## SOURCE MATERIAL
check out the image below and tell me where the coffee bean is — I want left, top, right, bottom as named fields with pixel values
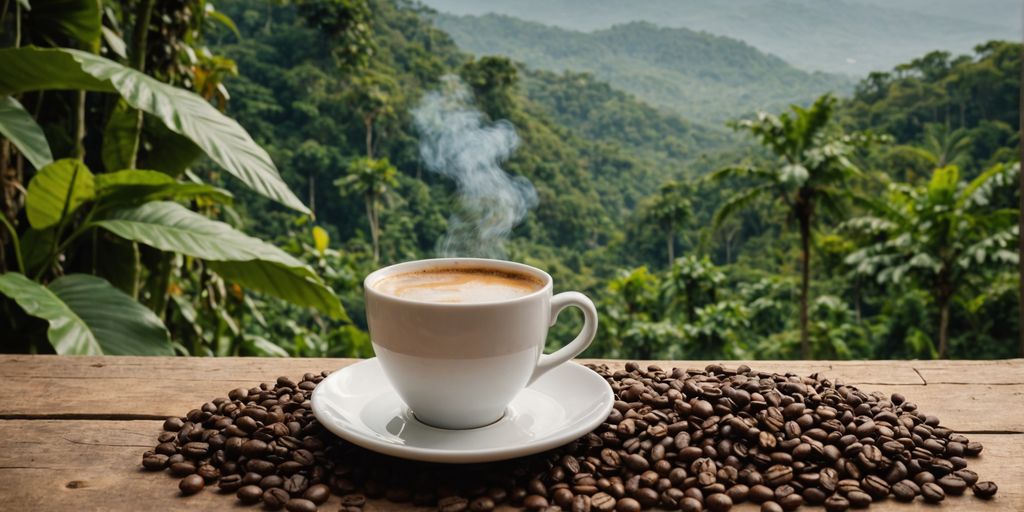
left=972, top=481, right=998, bottom=499
left=938, top=474, right=968, bottom=495
left=236, top=484, right=263, bottom=504
left=300, top=483, right=328, bottom=505
left=760, top=502, right=783, bottom=512
left=591, top=492, right=616, bottom=512
left=624, top=454, right=648, bottom=472
left=705, top=493, right=732, bottom=512
left=846, top=490, right=871, bottom=507
left=142, top=453, right=168, bottom=470
left=263, top=487, right=290, bottom=510
left=469, top=496, right=495, bottom=511
left=921, top=482, right=945, bottom=502
left=340, top=493, right=366, bottom=507
left=169, top=461, right=196, bottom=476
left=679, top=496, right=703, bottom=512
left=615, top=497, right=640, bottom=512
left=764, top=465, right=792, bottom=486
left=283, top=474, right=309, bottom=495
left=824, top=495, right=849, bottom=512
left=163, top=417, right=185, bottom=431
left=892, top=480, right=917, bottom=501
left=524, top=494, right=549, bottom=510
left=179, top=474, right=204, bottom=495
left=284, top=498, right=316, bottom=512
left=572, top=494, right=592, bottom=512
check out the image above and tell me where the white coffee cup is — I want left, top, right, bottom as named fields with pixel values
left=363, top=258, right=598, bottom=430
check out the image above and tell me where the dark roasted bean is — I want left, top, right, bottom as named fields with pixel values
left=972, top=481, right=998, bottom=499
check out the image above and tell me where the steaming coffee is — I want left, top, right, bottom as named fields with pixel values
left=373, top=267, right=543, bottom=304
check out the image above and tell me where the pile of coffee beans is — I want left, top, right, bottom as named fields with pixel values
left=143, top=363, right=998, bottom=511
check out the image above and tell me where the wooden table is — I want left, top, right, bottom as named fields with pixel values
left=0, top=356, right=1021, bottom=511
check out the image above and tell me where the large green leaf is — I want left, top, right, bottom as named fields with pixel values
left=25, top=0, right=102, bottom=47
left=0, top=96, right=53, bottom=169
left=101, top=98, right=140, bottom=172
left=95, top=169, right=233, bottom=206
left=94, top=201, right=346, bottom=319
left=26, top=158, right=95, bottom=229
left=49, top=274, right=172, bottom=355
left=0, top=272, right=100, bottom=354
left=0, top=47, right=309, bottom=213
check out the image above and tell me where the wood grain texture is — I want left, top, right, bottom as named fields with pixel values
left=0, top=420, right=1018, bottom=511
left=0, top=356, right=1021, bottom=511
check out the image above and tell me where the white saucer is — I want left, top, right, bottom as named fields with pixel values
left=311, top=358, right=614, bottom=463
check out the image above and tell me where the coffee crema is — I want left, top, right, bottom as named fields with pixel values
left=373, top=267, right=544, bottom=303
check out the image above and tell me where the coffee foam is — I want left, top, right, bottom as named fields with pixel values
left=373, top=267, right=543, bottom=304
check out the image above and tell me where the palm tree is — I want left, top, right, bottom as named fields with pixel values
left=335, top=157, right=399, bottom=263
left=708, top=94, right=876, bottom=358
left=844, top=163, right=1019, bottom=358
left=641, top=181, right=691, bottom=266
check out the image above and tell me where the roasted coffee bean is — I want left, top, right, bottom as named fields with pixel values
left=761, top=502, right=783, bottom=512
left=824, top=495, right=850, bottom=512
left=283, top=474, right=309, bottom=495
left=615, top=497, right=641, bottom=512
left=169, top=461, right=196, bottom=476
left=523, top=494, right=549, bottom=510
left=591, top=492, right=616, bottom=512
left=179, top=474, right=204, bottom=495
left=705, top=493, right=732, bottom=512
left=284, top=498, right=316, bottom=512
left=938, top=474, right=968, bottom=495
left=263, top=487, right=291, bottom=510
left=260, top=475, right=285, bottom=490
left=764, top=465, right=792, bottom=486
left=891, top=480, right=917, bottom=501
left=846, top=490, right=872, bottom=507
left=340, top=493, right=367, bottom=507
left=469, top=496, right=495, bottom=512
left=298, top=483, right=328, bottom=505
left=972, top=481, right=998, bottom=499
left=679, top=497, right=703, bottom=512
left=237, top=485, right=263, bottom=504
left=142, top=453, right=169, bottom=470
left=921, top=482, right=945, bottom=502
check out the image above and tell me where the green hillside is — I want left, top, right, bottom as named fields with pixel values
left=433, top=14, right=853, bottom=122
left=422, top=0, right=1015, bottom=76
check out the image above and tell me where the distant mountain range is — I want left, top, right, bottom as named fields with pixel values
left=421, top=0, right=1018, bottom=76
left=432, top=13, right=853, bottom=123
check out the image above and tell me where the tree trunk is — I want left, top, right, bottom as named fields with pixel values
left=666, top=232, right=674, bottom=267
left=365, top=193, right=379, bottom=263
left=798, top=212, right=811, bottom=359
left=1018, top=44, right=1024, bottom=358
left=938, top=296, right=951, bottom=358
left=308, top=174, right=316, bottom=219
left=364, top=116, right=374, bottom=159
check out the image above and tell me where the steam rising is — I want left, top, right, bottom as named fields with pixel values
left=413, top=75, right=537, bottom=259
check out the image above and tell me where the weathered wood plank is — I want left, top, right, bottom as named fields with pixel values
left=0, top=356, right=929, bottom=385
left=911, top=360, right=1024, bottom=385
left=6, top=357, right=1023, bottom=431
left=0, top=420, right=1019, bottom=511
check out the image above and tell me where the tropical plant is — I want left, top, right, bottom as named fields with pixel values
left=843, top=163, right=1019, bottom=357
left=640, top=181, right=691, bottom=266
left=660, top=255, right=723, bottom=321
left=0, top=4, right=345, bottom=354
left=335, top=156, right=398, bottom=263
left=708, top=94, right=879, bottom=358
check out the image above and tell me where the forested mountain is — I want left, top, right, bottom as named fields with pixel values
left=434, top=14, right=851, bottom=122
left=209, top=0, right=726, bottom=295
left=421, top=0, right=1016, bottom=75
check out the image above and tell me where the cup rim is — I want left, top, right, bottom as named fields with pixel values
left=363, top=257, right=553, bottom=307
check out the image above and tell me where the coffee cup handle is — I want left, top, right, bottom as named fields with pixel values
left=528, top=291, right=598, bottom=386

## GOAL OF THE EXERCISE
Copy all the entries word for word. Omit any pictures.

## RESPONSE TO THE TASK
check out the image below and tell me where the coffee bean is — I want left, top, right, bottom as named fields with pixel values
left=972, top=481, right=998, bottom=499
left=938, top=474, right=968, bottom=495
left=236, top=484, right=263, bottom=504
left=300, top=483, right=328, bottom=505
left=760, top=502, right=783, bottom=512
left=591, top=492, right=616, bottom=512
left=624, top=454, right=648, bottom=472
left=705, top=493, right=732, bottom=512
left=846, top=490, right=871, bottom=507
left=142, top=453, right=168, bottom=470
left=263, top=487, right=290, bottom=510
left=469, top=496, right=495, bottom=511
left=921, top=482, right=945, bottom=502
left=340, top=493, right=366, bottom=507
left=169, top=461, right=196, bottom=476
left=679, top=496, right=703, bottom=512
left=615, top=497, right=640, bottom=512
left=764, top=465, right=792, bottom=486
left=283, top=474, right=309, bottom=495
left=824, top=495, right=849, bottom=512
left=163, top=417, right=185, bottom=431
left=892, top=480, right=917, bottom=501
left=524, top=494, right=549, bottom=510
left=179, top=474, right=204, bottom=495
left=284, top=498, right=316, bottom=512
left=572, top=494, right=592, bottom=512
check out the image above and tell me where the white coffee cup is — I want left, top, right, bottom as named fields with pixel values
left=363, top=258, right=598, bottom=430
check out the image above and tell me where the dark roasted bean is — I want left, top, right, bottom as named fields with pixel values
left=972, top=481, right=998, bottom=499
check out the image above and tell me where the steaming coffee is — I want left, top, right, bottom as named fields with pixel values
left=373, top=267, right=543, bottom=304
check out the image above and tell me where the pile of coffee beans is — I want left, top, right, bottom as named fields with pixel values
left=143, top=363, right=998, bottom=511
check out the image above and tell me where the wooden table is — I want left, top, right, bottom as named fields with pixel values
left=0, top=356, right=1021, bottom=511
check out the image above and tell me where the large green leaf is — I want left, top, right, bottom as named fields with pixel values
left=25, top=0, right=102, bottom=47
left=0, top=96, right=53, bottom=169
left=101, top=98, right=140, bottom=172
left=95, top=169, right=233, bottom=206
left=94, top=201, right=346, bottom=319
left=26, top=158, right=95, bottom=229
left=49, top=274, right=172, bottom=355
left=0, top=272, right=100, bottom=354
left=0, top=47, right=309, bottom=213
check out the image above and tell me where the wood grain texture is — I want left, top, right, bottom as named fields with pixel values
left=0, top=420, right=1018, bottom=511
left=0, top=356, right=1021, bottom=511
check out the image above and tell me where the white saucer is — I want left, top, right, bottom as named fields with pixel values
left=311, top=358, right=614, bottom=463
check out the image above and tell me where the coffee crema is — I want left, top, right, bottom as named fields with pixel values
left=373, top=267, right=544, bottom=303
check out the image above and tell me where the coffee foam is — I want left, top, right, bottom as named fields with pixel values
left=373, top=267, right=543, bottom=304
check out the image above and tell me where the palm tree is — I want left, top, right, bottom as named fields with pixel values
left=335, top=157, right=399, bottom=263
left=708, top=94, right=876, bottom=358
left=844, top=163, right=1019, bottom=358
left=641, top=181, right=691, bottom=266
check out the image above and tell me where the roasted coffee bean is — I want left, top, right, bottom as named fields with pixel values
left=761, top=502, right=783, bottom=512
left=824, top=495, right=850, bottom=512
left=283, top=474, right=309, bottom=495
left=615, top=497, right=641, bottom=512
left=169, top=461, right=196, bottom=476
left=523, top=494, right=549, bottom=510
left=591, top=492, right=616, bottom=512
left=179, top=474, right=204, bottom=495
left=705, top=493, right=732, bottom=512
left=284, top=498, right=316, bottom=512
left=938, top=474, right=968, bottom=495
left=263, top=487, right=291, bottom=510
left=260, top=475, right=285, bottom=490
left=764, top=465, right=792, bottom=486
left=891, top=480, right=917, bottom=501
left=846, top=490, right=872, bottom=507
left=340, top=493, right=367, bottom=507
left=469, top=496, right=495, bottom=512
left=298, top=483, right=328, bottom=505
left=972, top=481, right=998, bottom=499
left=679, top=497, right=703, bottom=512
left=237, top=485, right=263, bottom=504
left=142, top=453, right=169, bottom=470
left=921, top=482, right=945, bottom=502
check out the image above and tell me where the green hillside is — I want left, top, right, bottom as named fields with pixel values
left=433, top=14, right=853, bottom=122
left=422, top=0, right=1015, bottom=76
check out the image above and tell me where the distant mountain range is — I want left, top, right, bottom as named fields with pixel values
left=421, top=0, right=1018, bottom=76
left=432, top=13, right=853, bottom=123
check out the image above and tell me where the tree trunk is — I want left, top, right, bottom as named fields with pixel values
left=666, top=232, right=674, bottom=267
left=365, top=193, right=379, bottom=263
left=798, top=212, right=811, bottom=359
left=1018, top=44, right=1024, bottom=358
left=938, top=296, right=951, bottom=358
left=308, top=174, right=316, bottom=219
left=364, top=116, right=374, bottom=159
check out the image above and tell me where the steam rising is — I want left, top, right, bottom as named fields with pixel values
left=413, top=75, right=537, bottom=259
check out the image above and tell me where the weathered wood plank is — I want left, top, right, bottom as named fields with pixel values
left=0, top=356, right=929, bottom=385
left=911, top=360, right=1024, bottom=385
left=6, top=357, right=1023, bottom=431
left=0, top=420, right=1019, bottom=511
check out the image above and tell me where the tropical plant is — I want left, top, right, bottom as named fields with pixel values
left=843, top=163, right=1019, bottom=357
left=640, top=181, right=691, bottom=266
left=660, top=255, right=723, bottom=321
left=0, top=4, right=345, bottom=354
left=335, top=156, right=398, bottom=263
left=708, top=94, right=879, bottom=358
check out the image above and tell me where the forested mountain is — I want left, top, right, bottom as named fields with pixel values
left=434, top=14, right=851, bottom=122
left=209, top=0, right=726, bottom=295
left=421, top=0, right=1016, bottom=75
check out the image above and tell me where the cup rim is — I want left, top, right, bottom as named fields with pixel values
left=363, top=257, right=553, bottom=307
check out the image above and tell me where the coffee cup handle is — I want left, top, right, bottom as named fields with pixel values
left=528, top=291, right=598, bottom=386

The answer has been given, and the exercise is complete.